Problem statement: List every person the post below identifies by name.

Extracted text:
____________________
A Strange Memorial


Poppies, at the Tower of London, turning the moat blood-red. A wonderful memorial to the British and Commonwealth servicemen who died in the First World War. 

One of them was my great-uncle, Henry Dodson Noon. We've always referred to him as "Uncle Dodson", so Dodson is the name I shall use in this post.

Dodson was born in 1894 in Eastwood, Nottinghamshire, the son of George Henry Noon and his wife Mary Catherine Noon, my great-grandparents, who were farmers. In 1911, at the age of 17, he emigrated to Australia. My mother always said it was "because there was no money in farming in Britain". Indeed, farming was at that time in long-term decline: Dodson was not the only farmer's son to emigrate. Nonetheless, he doesn't seem to have become a farmer in Australia either. His Australian Army papers show his occupation as "butcher".

In 1914 he joined the 16th Battalion AIF. After training near Perth and Melbourne, he embarked with the rest of the 4th Australian Infantry Brigade to join the Anzac force in Egypt. He fought and was wounded at the battle of Gallipoli in 1915, receiving a bullet through the nose. The wound became infected and he was invalided home to England.
He later returned to his battalion. At some point he was promoted, since his embarkation papers for Egypt show his rank as "Private", but his war grave records show his rank as "Sergeant". He fought at Mouquet Farm on the Somme, where he disappeared and was listed as "missing" on August 31st 1916. After extensive enquiries on behalf of his mother and the Rector of Eastwood, his death was finally confirmed six months later. The exact circumstances were not established until May 1917, when Sergeant-Major Blimman in the 16th Battalion wrote this:
Sgt. Noon was killed on the night of 29th-30th August 1916. He was not buried in a soldier's cemetery. His body could not be found, but it was buried by shell fire in a German trench. I knew Sgt. Noon well and I think I was the last person to speak to him before his death.
____________________
The data:
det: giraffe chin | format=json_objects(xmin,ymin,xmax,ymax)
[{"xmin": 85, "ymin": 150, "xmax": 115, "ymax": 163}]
____________________
Exercise result:
- Henry Dodson Noon
- George Henry Noon
- Mary Catherine Noon
- Sergeant-Major Blimman